▶ **Given records**:
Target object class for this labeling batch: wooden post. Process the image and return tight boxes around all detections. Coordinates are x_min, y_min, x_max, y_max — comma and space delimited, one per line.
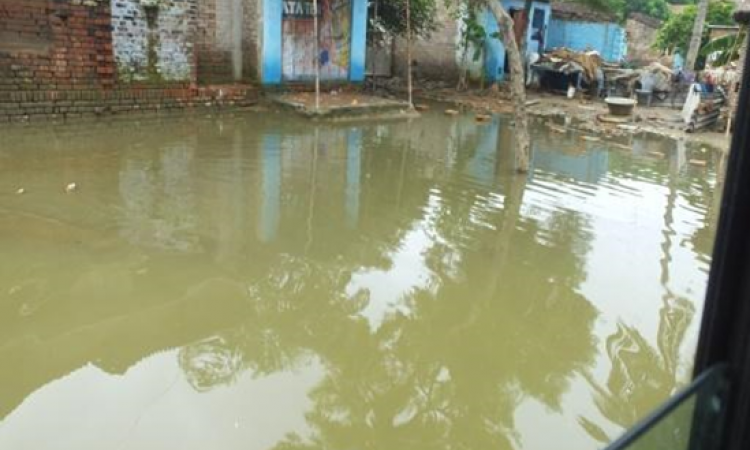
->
314, 0, 320, 111
406, 0, 413, 108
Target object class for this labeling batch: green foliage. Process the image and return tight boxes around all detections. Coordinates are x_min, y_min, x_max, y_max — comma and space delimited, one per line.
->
583, 0, 671, 21
701, 30, 745, 66
460, 6, 501, 62
368, 0, 439, 39
624, 0, 671, 20
463, 10, 488, 61
654, 0, 736, 54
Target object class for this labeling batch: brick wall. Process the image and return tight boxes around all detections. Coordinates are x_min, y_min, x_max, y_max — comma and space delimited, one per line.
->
196, 0, 233, 84
242, 0, 261, 81
0, 0, 262, 123
0, 85, 259, 123
0, 0, 116, 91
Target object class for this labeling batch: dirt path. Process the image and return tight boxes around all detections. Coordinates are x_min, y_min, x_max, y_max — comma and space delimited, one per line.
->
411, 88, 731, 151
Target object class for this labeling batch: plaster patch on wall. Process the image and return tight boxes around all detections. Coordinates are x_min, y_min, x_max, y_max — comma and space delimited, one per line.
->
111, 0, 194, 82
157, 2, 193, 80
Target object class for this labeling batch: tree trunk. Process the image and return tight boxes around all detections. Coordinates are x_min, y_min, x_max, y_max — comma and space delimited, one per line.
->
484, 0, 530, 173
457, 25, 470, 91
685, 0, 709, 71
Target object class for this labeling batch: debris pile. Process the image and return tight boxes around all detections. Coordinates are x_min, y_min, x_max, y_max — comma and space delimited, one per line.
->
536, 48, 604, 82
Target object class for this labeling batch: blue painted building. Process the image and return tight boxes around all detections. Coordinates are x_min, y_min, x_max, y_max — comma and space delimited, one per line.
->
260, 0, 368, 85
546, 2, 627, 63
482, 0, 552, 82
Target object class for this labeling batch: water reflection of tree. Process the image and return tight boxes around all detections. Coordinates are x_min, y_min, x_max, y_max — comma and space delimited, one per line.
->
176, 120, 599, 450
580, 139, 697, 443
581, 300, 694, 444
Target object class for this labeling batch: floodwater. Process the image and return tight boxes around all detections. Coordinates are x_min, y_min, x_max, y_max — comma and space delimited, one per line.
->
0, 110, 723, 450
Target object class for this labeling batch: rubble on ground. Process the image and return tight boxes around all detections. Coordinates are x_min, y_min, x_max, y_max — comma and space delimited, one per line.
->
536, 48, 606, 82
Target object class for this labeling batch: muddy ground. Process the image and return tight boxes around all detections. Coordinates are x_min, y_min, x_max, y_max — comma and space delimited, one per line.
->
368, 80, 731, 151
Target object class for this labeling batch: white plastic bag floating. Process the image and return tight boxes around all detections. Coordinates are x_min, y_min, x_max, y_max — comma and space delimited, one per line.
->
567, 85, 576, 99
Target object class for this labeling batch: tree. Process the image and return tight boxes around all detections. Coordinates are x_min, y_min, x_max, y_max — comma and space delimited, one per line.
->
374, 0, 529, 172
686, 0, 710, 70
700, 28, 746, 67
479, 0, 530, 172
623, 0, 670, 21
655, 0, 735, 66
368, 0, 438, 39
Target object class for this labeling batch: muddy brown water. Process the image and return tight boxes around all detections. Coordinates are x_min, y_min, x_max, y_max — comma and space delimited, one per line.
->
0, 111, 722, 450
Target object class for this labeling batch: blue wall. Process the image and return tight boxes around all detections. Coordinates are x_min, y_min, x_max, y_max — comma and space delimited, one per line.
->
262, 0, 283, 84
349, 0, 368, 82
483, 0, 552, 82
547, 20, 627, 63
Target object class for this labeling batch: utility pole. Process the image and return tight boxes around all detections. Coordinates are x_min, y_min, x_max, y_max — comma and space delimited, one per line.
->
314, 0, 320, 111
406, 0, 413, 108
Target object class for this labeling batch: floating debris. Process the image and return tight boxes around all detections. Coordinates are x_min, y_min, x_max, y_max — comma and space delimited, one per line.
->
65, 183, 77, 193
475, 114, 492, 123
609, 143, 632, 151
15, 188, 25, 195
548, 124, 567, 134
444, 109, 459, 116
648, 151, 665, 159
689, 159, 708, 167
414, 104, 429, 112
581, 136, 601, 142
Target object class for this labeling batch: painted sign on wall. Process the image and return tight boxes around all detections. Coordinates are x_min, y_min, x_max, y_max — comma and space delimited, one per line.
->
282, 0, 352, 81
283, 1, 321, 17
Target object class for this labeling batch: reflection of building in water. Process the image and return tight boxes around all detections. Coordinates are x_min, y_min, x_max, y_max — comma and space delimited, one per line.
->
119, 143, 200, 252
256, 126, 363, 243
464, 116, 500, 187
259, 134, 282, 243
531, 139, 609, 183
345, 130, 362, 229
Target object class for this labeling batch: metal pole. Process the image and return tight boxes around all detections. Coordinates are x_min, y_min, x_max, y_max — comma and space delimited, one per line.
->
314, 0, 320, 111
406, 0, 413, 108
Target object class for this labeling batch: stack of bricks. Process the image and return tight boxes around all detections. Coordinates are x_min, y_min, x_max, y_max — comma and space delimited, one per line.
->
0, 0, 257, 124
0, 85, 259, 123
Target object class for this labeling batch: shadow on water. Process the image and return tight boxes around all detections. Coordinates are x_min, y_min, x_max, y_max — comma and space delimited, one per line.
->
0, 110, 722, 449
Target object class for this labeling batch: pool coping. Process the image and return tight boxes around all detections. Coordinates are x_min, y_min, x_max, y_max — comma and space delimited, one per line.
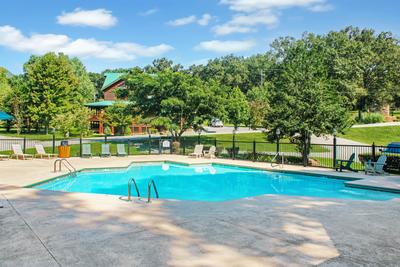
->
25, 159, 400, 195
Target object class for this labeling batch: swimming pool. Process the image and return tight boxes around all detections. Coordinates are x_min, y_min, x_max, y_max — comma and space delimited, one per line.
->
35, 162, 399, 201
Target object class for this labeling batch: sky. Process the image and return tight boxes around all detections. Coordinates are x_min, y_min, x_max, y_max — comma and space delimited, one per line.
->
0, 0, 399, 74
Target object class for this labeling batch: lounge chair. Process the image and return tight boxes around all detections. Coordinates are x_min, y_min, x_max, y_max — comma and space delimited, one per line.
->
11, 144, 33, 160
335, 153, 357, 172
82, 144, 92, 157
35, 144, 57, 159
101, 144, 111, 157
0, 154, 9, 160
117, 144, 127, 156
365, 155, 387, 175
189, 145, 203, 158
204, 146, 216, 159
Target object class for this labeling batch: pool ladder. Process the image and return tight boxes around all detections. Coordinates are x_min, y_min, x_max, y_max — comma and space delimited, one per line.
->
127, 178, 159, 203
271, 153, 284, 169
54, 159, 77, 176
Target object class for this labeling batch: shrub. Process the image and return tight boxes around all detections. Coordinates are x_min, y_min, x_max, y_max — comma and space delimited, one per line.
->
124, 126, 132, 136
359, 113, 384, 124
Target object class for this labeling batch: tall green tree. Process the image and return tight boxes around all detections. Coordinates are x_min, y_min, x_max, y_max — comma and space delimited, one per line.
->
225, 87, 250, 129
123, 69, 224, 139
0, 67, 12, 112
266, 34, 352, 164
70, 58, 95, 103
23, 53, 79, 133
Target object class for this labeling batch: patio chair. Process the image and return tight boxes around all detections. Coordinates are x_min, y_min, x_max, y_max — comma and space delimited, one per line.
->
365, 155, 387, 175
117, 144, 127, 156
101, 144, 111, 157
34, 144, 57, 159
82, 144, 92, 158
204, 146, 216, 159
11, 144, 33, 160
335, 153, 357, 172
189, 145, 204, 158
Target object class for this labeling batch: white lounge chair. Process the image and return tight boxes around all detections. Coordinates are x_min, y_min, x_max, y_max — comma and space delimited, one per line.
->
35, 144, 57, 159
82, 144, 92, 157
189, 145, 203, 158
204, 146, 216, 159
117, 144, 127, 156
101, 144, 111, 157
0, 154, 9, 160
11, 144, 33, 160
365, 155, 387, 175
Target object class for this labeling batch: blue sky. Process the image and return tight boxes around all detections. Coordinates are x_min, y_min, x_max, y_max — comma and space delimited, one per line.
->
0, 0, 399, 74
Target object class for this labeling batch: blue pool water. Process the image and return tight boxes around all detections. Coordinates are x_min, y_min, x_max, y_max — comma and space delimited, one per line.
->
35, 162, 398, 201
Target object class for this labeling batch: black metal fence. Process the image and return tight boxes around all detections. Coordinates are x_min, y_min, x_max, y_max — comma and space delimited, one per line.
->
0, 135, 398, 173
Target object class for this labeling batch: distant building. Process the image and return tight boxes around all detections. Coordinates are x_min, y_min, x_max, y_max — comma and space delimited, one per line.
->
85, 73, 148, 135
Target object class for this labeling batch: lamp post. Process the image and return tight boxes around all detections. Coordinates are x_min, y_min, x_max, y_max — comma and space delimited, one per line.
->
276, 128, 281, 156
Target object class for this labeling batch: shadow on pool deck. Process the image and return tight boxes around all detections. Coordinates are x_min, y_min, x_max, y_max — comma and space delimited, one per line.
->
1, 185, 400, 266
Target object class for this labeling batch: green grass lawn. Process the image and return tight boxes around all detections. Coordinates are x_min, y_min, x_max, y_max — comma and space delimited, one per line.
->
339, 126, 400, 146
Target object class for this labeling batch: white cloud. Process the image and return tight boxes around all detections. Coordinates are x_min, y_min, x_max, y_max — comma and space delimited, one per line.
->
57, 8, 117, 28
198, 14, 212, 26
168, 14, 213, 26
219, 0, 326, 12
0, 25, 173, 61
195, 40, 256, 53
214, 10, 278, 35
308, 3, 334, 12
140, 8, 158, 16
216, 0, 333, 35
168, 15, 197, 26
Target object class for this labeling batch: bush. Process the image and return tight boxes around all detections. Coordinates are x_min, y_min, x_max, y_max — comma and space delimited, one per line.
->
124, 126, 132, 136
359, 113, 384, 124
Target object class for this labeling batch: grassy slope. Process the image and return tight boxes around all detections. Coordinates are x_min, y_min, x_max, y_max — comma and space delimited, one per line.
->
339, 126, 400, 146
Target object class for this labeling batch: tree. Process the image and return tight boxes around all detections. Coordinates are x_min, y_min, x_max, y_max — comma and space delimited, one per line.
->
23, 53, 79, 133
225, 87, 250, 129
247, 85, 269, 128
0, 67, 12, 112
51, 112, 75, 137
123, 69, 224, 139
70, 58, 95, 103
266, 34, 352, 165
105, 103, 133, 135
74, 107, 94, 137
89, 72, 106, 100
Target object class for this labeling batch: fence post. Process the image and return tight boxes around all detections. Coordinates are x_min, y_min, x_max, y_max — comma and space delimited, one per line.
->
23, 137, 26, 153
302, 134, 308, 167
214, 138, 217, 148
253, 140, 256, 162
79, 135, 83, 157
197, 133, 201, 145
182, 137, 186, 155
232, 134, 236, 160
104, 134, 107, 144
333, 135, 337, 169
128, 141, 131, 155
52, 133, 56, 154
148, 135, 151, 154
372, 142, 376, 161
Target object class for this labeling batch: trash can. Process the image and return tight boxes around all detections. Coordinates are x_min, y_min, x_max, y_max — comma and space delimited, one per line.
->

▶ **Exercise details**: Your answer should consist of copies of the lines above that include the string "pole".

▶ **Result of the task**:
Target object class for this labeling batch: utility pole. Process the image and return tight boxes around all detections. Coordinates are x_min, y_min, x_max, y_max — comma and space delimited, one per line.
Target object class for this labeling batch: metal pole. Process the image and return tight boxes around all detections. Coordinates are x_min, y_min, x_max, y_max — comma and space delimited, one per line.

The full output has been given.